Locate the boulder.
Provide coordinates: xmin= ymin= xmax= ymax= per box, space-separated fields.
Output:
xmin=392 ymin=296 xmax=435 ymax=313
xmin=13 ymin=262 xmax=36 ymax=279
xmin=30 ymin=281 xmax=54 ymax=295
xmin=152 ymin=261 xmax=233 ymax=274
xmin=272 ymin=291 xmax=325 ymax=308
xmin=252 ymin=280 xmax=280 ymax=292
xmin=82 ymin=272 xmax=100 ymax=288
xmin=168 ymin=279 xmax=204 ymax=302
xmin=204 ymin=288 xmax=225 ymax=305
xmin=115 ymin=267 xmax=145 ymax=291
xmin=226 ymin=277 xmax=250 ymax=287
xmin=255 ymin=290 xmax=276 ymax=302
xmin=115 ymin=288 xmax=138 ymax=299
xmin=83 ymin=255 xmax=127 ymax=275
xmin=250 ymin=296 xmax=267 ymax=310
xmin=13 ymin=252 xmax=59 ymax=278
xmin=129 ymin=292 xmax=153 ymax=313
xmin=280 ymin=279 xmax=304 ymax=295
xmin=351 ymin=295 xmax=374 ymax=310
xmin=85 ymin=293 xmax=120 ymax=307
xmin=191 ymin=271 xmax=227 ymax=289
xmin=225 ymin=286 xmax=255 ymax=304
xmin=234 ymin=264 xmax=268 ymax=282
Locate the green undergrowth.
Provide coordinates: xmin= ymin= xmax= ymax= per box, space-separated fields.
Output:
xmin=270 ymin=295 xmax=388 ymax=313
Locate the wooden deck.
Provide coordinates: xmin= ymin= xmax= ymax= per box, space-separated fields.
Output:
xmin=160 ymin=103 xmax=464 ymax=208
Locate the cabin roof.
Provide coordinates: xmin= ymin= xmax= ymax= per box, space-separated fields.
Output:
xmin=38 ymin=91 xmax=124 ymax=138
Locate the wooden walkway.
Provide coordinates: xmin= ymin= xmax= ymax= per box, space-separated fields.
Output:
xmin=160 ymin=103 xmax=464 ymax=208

# # # # # # #

**YOUR INSTRUCTIONS**
Rewrite the data as a Markdown table with the columns Nr and Line, one row per line with its row number and the line itself, blank lines omitted. Include only the lines starting with the line containing "Locate the cabin roof." and going on through the end of the data.

**FINAL RESULT**
| Nr | Line |
|---|---|
| 1 | Locate the cabin roof. |
| 2 | Provide coordinates: xmin= ymin= xmax= ymax= per box, space-separated fields. |
| 3 | Output: |
| 4 | xmin=38 ymin=91 xmax=124 ymax=138 |
| 5 | Locate the wooden walkway. |
| 6 | Provide coordinates: xmin= ymin= xmax= ymax= per box, space-separated fields. |
| 7 | Output: |
| 8 | xmin=160 ymin=103 xmax=464 ymax=208 |